## Consignes
A: D'après l'article sur l'immobilier et la diaspora africaine, quelle interdiction peut empêcher l'achat de foncier au Cameroun ?
B: Poursuivez l'article sur l'immobilier et la diaspora africaine à partir de sa dernière phrase.

## Texte source
==============================
Régulièrement confrontées aux pesanteurs des marchés immobiliers de leur pays d’origine, les diasporas africaines gagneraient à utiliser les nouveaux canaux numériques d’accompagnement de leurs investissements sur ce segment.
Par Albert Ménélik Tjamag, COO de PARSCEL
Dans l’imaginaire africain, la diaspora apparaît souvent comme plus chanceuse, plus aisée, et à même d’atteindre plus facilement le saint Graal du statut de propriétaire. Mais en réalité, ces diasporas sont souvent perçues par les populations des pays d’origine comme arrogantes et distantes, ce qui se traduit par une multitude de frictions au moment d’acquérir ou de faire construire un bien immobilier. Cette réalité décourageante est la norme des diasporas africaines, ces dernières ayant bien des difficultés à se réinsérer dans un tissu local en décalage avec leurs aspirations.
De fait, quand il s’agit de penser un projet architectural, les investisseurs venus de la Diaspora apprennent le plus souvent à leurs dépens qu’il existe des différences culturelles ou esthétiques majeures dans l’approche du bâti proposée par le maître d’œuvre et les prestataires locaux. Une situation qui aboutit à des blocages ainsi qu’à des difficultés de mise en œuvre et des délais non-respectés. À cela s’ajoute un manque d’accompagnement administratif pour une diaspora parfois considérée comme fautive d’être partie et devant s’adapter au forceps à la réalité du pays.
Parcours du Combattant
Résultat, l’acquisition du foncier- pré-requis indispensable à la construction d’un bien immobilier- peut vite devenir un parcours du combattant quand cela ne se règle pas par une impossibilité d’achat due par exemple à l’interdiction de la bi-nationalité, comme au Cameroun. De ce point de vue, il est curieux de constater le sous-développement des offres de biens en copropriété dans des sociétés africaines pourtant réputées communautaires, et ce malgré des dispositifs réglementaires tels que la loi camerounaise n° 2010/022 du 21 décembre 2010 sur la copropriété, qui cherche précisément à faciliter l’accession à la propriété et à permettre une densification verticale d’un tissu urbain trop éclaté et horizontal. Pour un investisseur de la diaspora, il est assurément plus facile d’acheter un appartement dans un immeuble dont la construction et les propriétaires, constitués en sociétés civiles immobilières, sont traçables que d’investir dans une villa individuelle ou un terrain vierge en partant de zéro. De là découle la récurrence des problèmes dans les relations commerciales entre membres de la diaspora et locaux, ce qui engendre un climat des affaires souvent exécrable.
==============================
## Lignes fournies

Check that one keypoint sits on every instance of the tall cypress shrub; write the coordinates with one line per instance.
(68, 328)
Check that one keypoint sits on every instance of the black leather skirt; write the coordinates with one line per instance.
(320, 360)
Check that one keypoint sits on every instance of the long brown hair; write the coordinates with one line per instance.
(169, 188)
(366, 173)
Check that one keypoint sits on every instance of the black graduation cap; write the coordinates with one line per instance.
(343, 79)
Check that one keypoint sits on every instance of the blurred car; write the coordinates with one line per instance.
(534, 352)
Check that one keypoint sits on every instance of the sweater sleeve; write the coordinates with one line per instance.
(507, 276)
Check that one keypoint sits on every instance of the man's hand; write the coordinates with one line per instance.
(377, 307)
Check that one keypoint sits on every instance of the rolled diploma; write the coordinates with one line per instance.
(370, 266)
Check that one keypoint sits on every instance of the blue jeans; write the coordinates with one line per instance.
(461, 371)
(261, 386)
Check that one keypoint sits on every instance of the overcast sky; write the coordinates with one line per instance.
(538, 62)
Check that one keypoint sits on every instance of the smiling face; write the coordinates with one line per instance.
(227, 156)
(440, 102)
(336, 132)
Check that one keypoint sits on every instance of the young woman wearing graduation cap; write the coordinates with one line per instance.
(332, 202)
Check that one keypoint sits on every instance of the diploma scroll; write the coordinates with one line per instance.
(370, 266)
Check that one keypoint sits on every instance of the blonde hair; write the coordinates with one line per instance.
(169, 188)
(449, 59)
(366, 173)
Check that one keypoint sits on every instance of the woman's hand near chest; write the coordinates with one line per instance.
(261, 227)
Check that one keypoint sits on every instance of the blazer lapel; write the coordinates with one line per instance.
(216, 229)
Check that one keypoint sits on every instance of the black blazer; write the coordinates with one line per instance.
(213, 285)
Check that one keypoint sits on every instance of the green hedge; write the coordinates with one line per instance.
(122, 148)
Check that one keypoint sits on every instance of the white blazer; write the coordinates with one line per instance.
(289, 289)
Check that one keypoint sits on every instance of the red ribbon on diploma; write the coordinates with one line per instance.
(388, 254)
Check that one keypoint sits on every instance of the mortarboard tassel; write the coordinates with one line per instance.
==============================
## Résultats par tâche
A: L'interdiction de la bi-nationalité.

B:
Limites Réglementaires
L’envoi de fonds au constructeur local constitue la difficulté majeure de tout projet immobilier porté par les investisseurs de la diaspora africaine. Il est très difficile de développer un continent si les forces vives qui en sont issues ne peuvent acheminer le fruit de leur travail depuis l’extérieur. Malgré la multiplication des start-up ayant pour ambition de faciliter les transferts d’argent vers l’Afrique, les réglementations bancaires en vigueur limitent dans les faits le montant des envois, les plafonds variant entre 1000 et 5000 euros par mois. Autrement dit, pas grand-chose. Quant à l’argument de lutte contre le blanchiment invoqué par les institutions financières pour justifier ces limitations, il est en partie factice : dans la pratique, ces dispositifs pénalisent davantage les particuliers que les entreprises, qui sont plus à même de trouver des solutions alternatives. Pis, ces mesures apparaissent comme contre-productives et limitantes au regard des besoins immenses en logements d’un continent à la démographie galopante. La famille, qui est souvent accusée de détourner l’argent du chantier, n’est par ailleurs pas toujours de bon conseil tandis que le manque de points d’appui et de relais locaux est criant et démotivant, même pour les personnes les plus engagées. Et en cas de litige, la relative faiblesse de la protection juridique et les méandres d’une justice changeante et perméable aux pressions finiront par avoir raison des plus déterminés. Investir au pays, c’est aussi s’armer de patience.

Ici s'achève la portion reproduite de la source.